Developing dyslexic students' reading skills
Unit nine, Teaching Reading. Teaching reading in classes which include learners with specific learning differences should follow the procedure we’re familiar with from ELT methodology. However, we have to bear in mind the specific issues that dyslexic learners have. The intervention in lower order decoding processes should precede the work on the higher order decoding processes.
In practise this means that a teacher should provide scaffolding at a word level before the students begin to read texts. The teacher should introduce the words that might be problematic for the learners, practise the pronunciation, draw the student’s attention to the letter sound correspondence, and explain the meanings of the words clearly. Where we ask learners without SPLDs to predict some of the words from the context we could perhaps provide glossaries for dyslexic learners.
Having done the work on the lower level processes the students can proceed to the high order processing. Hear the students with SPLDs should focus on developing reading strategies that are not predominantly based on their linguistic awareness such as reading selectively, reading carefully in key places, monitoring comprehension, and using their background knowledge.
The pre-reading stage is very important for all the students because it should motivate them to read a text. For students with SPLDs this is the stage in which they should get the support. The teacher can introduce a few key words from the text and ask the learners to predict what text might be about. In this way the learners get involved. And they are motivated to find out whether their predictions were right or wrong. Similarly, the teacher can use sentences from the text or ask questions which the students can try to answer. In both examples the learners become familiar with the language before they read and they raise their expectations about the text.

WHAT TO PRODUCE ::
Write out, word for word, the stretch of the text on teaching reading to dyslexic learners from "In practise this" through "their background knowledge.". The items that come next are separate material and not part of the text on teaching reading to dyslexic learners.

(Part of a data file)
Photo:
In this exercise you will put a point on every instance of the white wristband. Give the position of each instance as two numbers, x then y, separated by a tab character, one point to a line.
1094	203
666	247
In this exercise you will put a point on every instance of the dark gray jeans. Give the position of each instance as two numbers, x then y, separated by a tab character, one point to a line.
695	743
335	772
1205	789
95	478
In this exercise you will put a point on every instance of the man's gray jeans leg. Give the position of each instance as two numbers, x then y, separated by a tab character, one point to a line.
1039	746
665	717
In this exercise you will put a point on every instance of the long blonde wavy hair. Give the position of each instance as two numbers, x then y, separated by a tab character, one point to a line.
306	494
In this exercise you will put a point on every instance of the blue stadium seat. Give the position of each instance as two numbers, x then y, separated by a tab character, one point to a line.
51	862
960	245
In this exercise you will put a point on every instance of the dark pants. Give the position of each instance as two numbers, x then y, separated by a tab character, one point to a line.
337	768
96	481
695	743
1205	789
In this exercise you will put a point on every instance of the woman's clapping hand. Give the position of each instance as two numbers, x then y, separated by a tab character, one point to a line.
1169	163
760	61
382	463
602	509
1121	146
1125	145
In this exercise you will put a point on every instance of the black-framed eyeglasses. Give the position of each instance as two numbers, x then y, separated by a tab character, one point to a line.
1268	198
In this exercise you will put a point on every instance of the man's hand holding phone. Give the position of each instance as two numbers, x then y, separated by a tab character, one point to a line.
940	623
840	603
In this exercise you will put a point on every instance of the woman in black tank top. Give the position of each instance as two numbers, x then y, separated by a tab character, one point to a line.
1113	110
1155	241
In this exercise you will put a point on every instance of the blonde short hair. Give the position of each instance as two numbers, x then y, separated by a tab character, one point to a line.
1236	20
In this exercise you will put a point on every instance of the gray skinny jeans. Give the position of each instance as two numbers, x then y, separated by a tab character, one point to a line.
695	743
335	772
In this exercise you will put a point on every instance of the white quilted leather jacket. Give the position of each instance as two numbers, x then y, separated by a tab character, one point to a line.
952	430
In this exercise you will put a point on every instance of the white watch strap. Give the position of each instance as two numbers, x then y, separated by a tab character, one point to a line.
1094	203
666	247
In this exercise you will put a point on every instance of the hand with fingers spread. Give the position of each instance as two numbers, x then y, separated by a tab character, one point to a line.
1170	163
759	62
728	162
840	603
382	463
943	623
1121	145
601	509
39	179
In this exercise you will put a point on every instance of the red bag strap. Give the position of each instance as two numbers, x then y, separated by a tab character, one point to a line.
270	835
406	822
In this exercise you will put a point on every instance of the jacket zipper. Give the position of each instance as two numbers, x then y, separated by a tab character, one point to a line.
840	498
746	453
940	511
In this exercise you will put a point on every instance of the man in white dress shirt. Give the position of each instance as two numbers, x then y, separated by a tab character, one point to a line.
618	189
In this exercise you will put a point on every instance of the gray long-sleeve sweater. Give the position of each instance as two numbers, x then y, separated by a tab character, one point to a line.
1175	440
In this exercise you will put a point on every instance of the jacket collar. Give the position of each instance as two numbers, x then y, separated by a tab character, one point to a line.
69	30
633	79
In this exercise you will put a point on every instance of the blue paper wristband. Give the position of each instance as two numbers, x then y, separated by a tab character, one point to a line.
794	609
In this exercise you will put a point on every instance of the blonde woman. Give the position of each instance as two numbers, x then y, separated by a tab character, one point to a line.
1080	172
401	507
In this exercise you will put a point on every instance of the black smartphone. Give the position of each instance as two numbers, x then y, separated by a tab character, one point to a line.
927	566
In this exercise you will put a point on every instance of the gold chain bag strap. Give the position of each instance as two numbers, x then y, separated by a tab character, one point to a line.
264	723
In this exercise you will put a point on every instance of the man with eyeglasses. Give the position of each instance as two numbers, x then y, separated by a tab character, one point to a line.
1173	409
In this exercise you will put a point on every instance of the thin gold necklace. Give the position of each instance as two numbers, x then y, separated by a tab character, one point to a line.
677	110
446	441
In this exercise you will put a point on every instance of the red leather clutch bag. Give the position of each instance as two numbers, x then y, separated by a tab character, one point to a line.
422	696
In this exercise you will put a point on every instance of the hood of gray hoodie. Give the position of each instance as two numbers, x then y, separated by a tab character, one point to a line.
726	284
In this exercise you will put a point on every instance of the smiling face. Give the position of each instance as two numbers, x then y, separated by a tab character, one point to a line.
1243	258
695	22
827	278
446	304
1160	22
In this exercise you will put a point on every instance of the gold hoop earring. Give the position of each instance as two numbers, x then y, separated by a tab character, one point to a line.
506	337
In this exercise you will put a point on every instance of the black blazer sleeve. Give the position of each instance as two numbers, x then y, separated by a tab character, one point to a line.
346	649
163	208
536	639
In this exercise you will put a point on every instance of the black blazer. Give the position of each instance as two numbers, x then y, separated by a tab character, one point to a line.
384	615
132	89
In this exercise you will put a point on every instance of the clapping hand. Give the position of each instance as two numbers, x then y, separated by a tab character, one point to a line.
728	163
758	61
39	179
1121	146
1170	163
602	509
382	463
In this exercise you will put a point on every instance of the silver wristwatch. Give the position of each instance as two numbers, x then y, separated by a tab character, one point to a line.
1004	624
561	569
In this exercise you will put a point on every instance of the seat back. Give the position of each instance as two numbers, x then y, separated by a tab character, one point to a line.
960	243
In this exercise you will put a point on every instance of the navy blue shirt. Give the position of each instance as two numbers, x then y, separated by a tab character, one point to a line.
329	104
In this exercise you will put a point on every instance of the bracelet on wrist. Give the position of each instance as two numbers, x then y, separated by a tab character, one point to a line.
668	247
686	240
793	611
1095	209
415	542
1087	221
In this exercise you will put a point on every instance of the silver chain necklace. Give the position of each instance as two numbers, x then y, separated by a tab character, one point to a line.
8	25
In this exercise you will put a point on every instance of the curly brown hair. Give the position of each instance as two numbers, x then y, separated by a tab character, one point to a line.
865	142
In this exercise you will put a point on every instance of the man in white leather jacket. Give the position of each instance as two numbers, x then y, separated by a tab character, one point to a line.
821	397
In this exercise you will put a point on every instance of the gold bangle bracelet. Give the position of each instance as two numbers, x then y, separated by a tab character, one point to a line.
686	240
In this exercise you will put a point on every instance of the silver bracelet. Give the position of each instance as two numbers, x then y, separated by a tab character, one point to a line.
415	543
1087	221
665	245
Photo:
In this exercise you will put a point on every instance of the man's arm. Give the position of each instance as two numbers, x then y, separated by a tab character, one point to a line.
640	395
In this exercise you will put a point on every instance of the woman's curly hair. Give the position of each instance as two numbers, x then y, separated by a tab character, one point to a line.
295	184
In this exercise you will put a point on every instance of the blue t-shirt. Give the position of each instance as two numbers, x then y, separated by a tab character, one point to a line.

SOLUTION TO THE PROBLEM ::
In practise this means that a teacher should provide scaffolding at a word level before the students begin to read texts. The teacher should introduce the words that might be problematic for the learners, practise the pronunciation, draw the student’s attention to the letter sound correspondence, and explain the meanings of the words clearly. Where we ask learners without SPLDs to predict some of the words from the context we could perhaps provide glossaries for dyslexic learners.
Having done the work on the lower level processes the students can proceed to the high order processing. Hear the students with SPLDs should focus on developing reading strategies that are not predominantly based on their linguistic awareness such as reading selectively, reading carefully in key places, monitoring comprehension, and using their background knowledge.